— Page excerpt —
•••

Suisun

Total population
- extinct as a band

Regions with significant populations
- Northern California

Languages
- Patwin language

Religion
- Indigenous religion

Related ethnic groups
- other Patwin people

= Suisun people =

Former American Indigenous band in California

The Suisun, or Suisunes, were a Patwin band of Wintun people. They lived in the Suisun Bay and Suisun Marsh regions of Solano County in Northern California.

Their traditional homelands stretched between what is now Suisun City, Vacaville and Putah Creek around 200 years ago. The Suisun's main village, Yulyul, is believed to be where Rockville, California, is today.

Father Abella, visitor to the tribe in 1811, indicated they resided in the present location of Fairfield, north of the Suisun Bay. One of the Suisun's primary food sources was acorns. Their diet also included fish as well as miner's lettuce. Their huts (as recorded by the Spaniards in 1817) were conical wikiups made of rushes or tule thatch.

•••

— Data extract —

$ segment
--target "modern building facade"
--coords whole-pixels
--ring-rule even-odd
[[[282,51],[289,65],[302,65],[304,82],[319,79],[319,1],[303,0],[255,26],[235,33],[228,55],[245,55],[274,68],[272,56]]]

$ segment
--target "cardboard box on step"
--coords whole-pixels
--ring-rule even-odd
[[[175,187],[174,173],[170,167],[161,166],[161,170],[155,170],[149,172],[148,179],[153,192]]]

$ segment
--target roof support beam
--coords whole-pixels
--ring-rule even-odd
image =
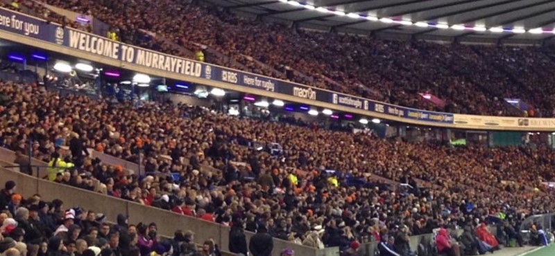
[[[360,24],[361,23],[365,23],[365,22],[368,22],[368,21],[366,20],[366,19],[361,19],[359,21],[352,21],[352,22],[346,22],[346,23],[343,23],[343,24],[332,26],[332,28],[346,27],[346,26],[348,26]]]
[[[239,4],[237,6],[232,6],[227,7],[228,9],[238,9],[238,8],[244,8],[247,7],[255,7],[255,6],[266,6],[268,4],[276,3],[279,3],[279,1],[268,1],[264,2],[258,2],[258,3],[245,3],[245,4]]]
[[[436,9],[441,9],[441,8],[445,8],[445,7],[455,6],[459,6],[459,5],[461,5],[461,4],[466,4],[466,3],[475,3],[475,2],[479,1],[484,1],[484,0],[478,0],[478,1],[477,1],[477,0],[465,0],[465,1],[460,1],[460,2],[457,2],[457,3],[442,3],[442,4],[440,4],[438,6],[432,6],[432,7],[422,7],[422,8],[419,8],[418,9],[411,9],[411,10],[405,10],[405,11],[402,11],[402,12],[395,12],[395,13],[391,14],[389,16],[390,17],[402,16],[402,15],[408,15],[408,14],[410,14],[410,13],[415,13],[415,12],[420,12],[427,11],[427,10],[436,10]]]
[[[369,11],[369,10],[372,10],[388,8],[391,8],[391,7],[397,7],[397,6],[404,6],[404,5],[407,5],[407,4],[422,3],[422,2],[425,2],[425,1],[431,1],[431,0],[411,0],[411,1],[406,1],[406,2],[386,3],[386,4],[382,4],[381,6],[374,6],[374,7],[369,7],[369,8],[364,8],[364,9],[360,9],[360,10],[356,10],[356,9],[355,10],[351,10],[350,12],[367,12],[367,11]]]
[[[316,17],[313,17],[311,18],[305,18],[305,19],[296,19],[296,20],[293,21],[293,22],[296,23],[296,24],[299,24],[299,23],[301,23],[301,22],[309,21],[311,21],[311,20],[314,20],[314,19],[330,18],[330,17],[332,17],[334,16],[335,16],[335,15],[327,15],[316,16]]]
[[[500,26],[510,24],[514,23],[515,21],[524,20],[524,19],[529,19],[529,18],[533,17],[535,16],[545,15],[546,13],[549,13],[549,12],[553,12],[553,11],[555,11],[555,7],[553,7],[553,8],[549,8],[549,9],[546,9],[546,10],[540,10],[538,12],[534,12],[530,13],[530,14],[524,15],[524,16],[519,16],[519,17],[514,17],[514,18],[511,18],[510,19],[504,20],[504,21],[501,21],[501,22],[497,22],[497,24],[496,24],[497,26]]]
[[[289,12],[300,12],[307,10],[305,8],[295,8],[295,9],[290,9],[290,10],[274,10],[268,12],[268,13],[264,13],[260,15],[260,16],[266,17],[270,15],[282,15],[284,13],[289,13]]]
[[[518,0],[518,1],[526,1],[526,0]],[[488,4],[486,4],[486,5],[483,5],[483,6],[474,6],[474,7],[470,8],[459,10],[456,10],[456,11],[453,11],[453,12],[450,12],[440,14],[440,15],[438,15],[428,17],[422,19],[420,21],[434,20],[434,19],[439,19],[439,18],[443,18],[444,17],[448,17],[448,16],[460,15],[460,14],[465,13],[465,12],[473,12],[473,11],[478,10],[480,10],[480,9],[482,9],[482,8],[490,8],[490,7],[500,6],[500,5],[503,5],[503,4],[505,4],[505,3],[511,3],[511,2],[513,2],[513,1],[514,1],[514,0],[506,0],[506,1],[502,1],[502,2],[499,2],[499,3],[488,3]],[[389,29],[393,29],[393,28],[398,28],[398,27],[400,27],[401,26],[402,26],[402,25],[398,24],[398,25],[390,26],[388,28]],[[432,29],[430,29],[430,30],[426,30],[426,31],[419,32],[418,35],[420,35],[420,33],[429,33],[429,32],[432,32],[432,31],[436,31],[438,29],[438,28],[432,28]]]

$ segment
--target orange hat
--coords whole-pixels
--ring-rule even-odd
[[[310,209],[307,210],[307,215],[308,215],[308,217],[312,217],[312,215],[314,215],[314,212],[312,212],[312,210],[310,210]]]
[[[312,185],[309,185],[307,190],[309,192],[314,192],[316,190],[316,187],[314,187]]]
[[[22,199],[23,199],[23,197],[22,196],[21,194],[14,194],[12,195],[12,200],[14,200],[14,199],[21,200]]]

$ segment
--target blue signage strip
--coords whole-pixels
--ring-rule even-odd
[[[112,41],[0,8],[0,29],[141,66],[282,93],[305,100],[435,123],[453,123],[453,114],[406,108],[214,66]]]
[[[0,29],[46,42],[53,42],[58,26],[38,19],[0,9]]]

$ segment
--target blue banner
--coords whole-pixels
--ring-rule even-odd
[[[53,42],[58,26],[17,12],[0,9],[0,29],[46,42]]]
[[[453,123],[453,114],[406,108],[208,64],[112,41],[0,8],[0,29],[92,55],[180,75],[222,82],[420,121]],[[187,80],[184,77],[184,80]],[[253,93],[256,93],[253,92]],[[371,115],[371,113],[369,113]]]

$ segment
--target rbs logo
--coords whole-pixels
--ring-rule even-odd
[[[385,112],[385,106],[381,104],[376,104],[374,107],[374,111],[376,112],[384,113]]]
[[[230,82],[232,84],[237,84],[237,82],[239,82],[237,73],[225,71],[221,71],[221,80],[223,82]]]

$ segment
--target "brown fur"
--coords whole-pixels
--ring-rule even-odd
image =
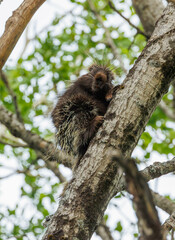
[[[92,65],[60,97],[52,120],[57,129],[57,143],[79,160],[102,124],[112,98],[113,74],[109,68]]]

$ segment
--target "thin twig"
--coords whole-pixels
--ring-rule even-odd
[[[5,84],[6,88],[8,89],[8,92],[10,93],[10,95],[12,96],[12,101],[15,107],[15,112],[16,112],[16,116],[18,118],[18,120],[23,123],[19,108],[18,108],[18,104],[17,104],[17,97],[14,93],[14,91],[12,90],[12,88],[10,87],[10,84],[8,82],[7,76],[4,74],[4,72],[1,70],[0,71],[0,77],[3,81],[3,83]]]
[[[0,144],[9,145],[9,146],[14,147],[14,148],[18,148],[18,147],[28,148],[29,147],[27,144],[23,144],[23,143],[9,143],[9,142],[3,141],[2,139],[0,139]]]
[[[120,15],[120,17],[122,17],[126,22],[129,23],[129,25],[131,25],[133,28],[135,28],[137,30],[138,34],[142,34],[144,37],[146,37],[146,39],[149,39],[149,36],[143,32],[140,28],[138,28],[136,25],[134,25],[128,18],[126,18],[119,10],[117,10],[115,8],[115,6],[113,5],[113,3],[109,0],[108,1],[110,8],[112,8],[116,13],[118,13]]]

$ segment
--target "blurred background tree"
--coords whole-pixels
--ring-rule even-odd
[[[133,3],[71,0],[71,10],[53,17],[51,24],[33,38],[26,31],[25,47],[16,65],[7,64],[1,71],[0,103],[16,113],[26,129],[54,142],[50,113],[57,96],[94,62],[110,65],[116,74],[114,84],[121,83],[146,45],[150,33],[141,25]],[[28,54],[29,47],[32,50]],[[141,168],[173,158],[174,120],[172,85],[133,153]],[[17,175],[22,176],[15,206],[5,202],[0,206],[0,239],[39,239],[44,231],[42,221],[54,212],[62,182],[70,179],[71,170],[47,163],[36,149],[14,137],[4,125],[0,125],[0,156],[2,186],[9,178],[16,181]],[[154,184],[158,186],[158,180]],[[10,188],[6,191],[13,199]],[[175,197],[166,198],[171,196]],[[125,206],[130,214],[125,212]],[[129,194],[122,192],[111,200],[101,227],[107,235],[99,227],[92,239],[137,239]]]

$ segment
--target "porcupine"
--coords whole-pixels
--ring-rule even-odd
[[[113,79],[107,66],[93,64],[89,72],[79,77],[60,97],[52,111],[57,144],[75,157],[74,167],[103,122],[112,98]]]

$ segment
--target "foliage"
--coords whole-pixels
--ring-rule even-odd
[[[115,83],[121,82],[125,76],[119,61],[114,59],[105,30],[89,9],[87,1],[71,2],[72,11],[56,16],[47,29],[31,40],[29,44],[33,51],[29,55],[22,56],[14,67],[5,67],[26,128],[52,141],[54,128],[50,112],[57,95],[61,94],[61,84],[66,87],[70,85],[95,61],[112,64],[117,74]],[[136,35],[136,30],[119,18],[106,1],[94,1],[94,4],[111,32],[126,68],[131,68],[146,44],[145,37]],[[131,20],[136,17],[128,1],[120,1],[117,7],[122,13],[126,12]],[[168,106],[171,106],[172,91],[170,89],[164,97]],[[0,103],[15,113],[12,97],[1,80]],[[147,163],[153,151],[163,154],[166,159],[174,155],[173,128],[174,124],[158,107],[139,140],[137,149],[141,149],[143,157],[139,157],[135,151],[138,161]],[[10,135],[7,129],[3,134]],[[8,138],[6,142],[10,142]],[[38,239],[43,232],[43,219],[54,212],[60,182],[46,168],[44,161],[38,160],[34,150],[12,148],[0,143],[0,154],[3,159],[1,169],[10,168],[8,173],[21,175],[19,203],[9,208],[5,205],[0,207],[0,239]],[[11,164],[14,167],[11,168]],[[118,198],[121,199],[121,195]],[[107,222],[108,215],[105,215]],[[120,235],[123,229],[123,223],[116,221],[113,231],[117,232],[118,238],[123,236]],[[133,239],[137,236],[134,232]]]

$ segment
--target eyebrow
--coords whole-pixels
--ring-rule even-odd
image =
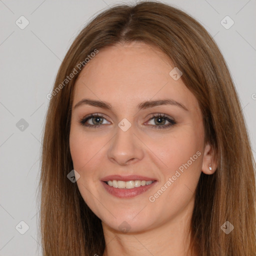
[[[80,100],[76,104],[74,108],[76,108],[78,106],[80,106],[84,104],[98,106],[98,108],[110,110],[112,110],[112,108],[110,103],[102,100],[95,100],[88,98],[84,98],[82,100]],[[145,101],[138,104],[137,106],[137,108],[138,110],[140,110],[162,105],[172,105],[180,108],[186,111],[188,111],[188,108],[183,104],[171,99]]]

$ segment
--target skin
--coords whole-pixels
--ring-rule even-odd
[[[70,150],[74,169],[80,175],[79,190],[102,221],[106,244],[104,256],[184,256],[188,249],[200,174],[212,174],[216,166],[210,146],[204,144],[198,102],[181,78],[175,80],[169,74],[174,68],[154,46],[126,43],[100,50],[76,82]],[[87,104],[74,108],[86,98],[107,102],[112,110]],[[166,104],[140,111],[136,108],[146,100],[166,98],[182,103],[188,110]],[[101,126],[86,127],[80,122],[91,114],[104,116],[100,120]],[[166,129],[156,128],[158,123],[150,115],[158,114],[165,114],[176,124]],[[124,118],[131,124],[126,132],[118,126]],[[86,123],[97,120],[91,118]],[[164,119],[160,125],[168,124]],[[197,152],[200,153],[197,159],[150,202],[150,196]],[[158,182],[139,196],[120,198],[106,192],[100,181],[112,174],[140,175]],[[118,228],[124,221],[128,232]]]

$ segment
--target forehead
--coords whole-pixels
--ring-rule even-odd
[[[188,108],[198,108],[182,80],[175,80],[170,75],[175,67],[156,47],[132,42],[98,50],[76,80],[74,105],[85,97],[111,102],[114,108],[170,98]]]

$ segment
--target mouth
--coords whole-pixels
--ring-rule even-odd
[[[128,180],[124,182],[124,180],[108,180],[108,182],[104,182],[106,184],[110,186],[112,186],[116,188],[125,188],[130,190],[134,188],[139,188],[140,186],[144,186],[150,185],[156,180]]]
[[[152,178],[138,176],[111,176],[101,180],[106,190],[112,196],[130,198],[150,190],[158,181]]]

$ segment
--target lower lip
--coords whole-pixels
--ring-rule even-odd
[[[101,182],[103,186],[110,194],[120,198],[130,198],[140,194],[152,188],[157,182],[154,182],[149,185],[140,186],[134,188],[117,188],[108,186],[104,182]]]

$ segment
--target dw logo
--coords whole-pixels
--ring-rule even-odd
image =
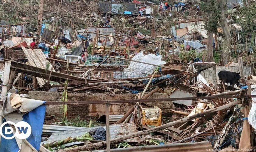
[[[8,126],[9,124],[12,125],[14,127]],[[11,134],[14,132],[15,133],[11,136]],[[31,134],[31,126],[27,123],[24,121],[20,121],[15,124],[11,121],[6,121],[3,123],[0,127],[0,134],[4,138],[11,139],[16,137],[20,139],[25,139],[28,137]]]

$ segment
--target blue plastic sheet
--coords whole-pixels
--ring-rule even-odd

•••

— Directions —
**a)** Echo the text on the Suisun people word for word, from "The Suisun, or" up to and including "or tule thatch.".
**b)** Proceed with the text on the Suisun people, picking up right after its last sentence.

— Expected responses —
**a)**
The Suisun, or Suisunes, were a Patwin band of Wintun people. They lived in the Suisun Bay and Suisun Marsh regions of Solano County in Northern California.

Their traditional homelands stretched between what is now Suisun City, Vacaville and Putah Creek around 200 years ago. The Suisun's main village, Yulyul, is believed to be where Rockville, California, is today.

Father Abella, visitor to the tribe in 1811, indicated they resided in the present location of Fairfield, north of the Suisun Bay. One of the Suisun's primary food sources was acorns. Their diet also included fish as well as miner's lettuce. Their huts (as recorded by the Spaniards in 1817) were conical wikiups made of rushes or tule thatch.

**b)**
==History==
The Suisun were one band of the Patwin Indians, who were the southern branch of the Wintun group, who had lived in the region for an estimated 4,000 years. Few records have been handed down; approximately 2,500 to 5,000 Patwins existed in the 18th century.

===Mission era===
By 1800, Spain had taken control of most of the Bay Area, having erected seven missions in the Ohlone region south and west of the Suisun's region. The closest mission to the Suisun was across the San Francisco Bay, Mission San Francisco de Asís. Franciscan missionaries wanted to bring all tribes into the Spanish-controlled missions, pueblos, and presidios; however, the Spanish had not yet reached north of the present-day Carquinez Strait to the Suisun. The Suisun lived sufficiently far away from the first missions to rebel from the incoming Spaniards, and over time they joined with the other Patwin tribes in the central valley region to resist the incursion on their lands and maintain their freedom. They acquired horses from mission runaways and mission outposts.

The Suisun might have avoided contact for several more decades with the missionaries; however, in the early 19th century, Indian runaways from the missions began to seek shelter with the Suisun. The missions then sent Mission Indians to round up "Christian" runaways. The interaction set in motion a chain of Indian battles and growing distrust.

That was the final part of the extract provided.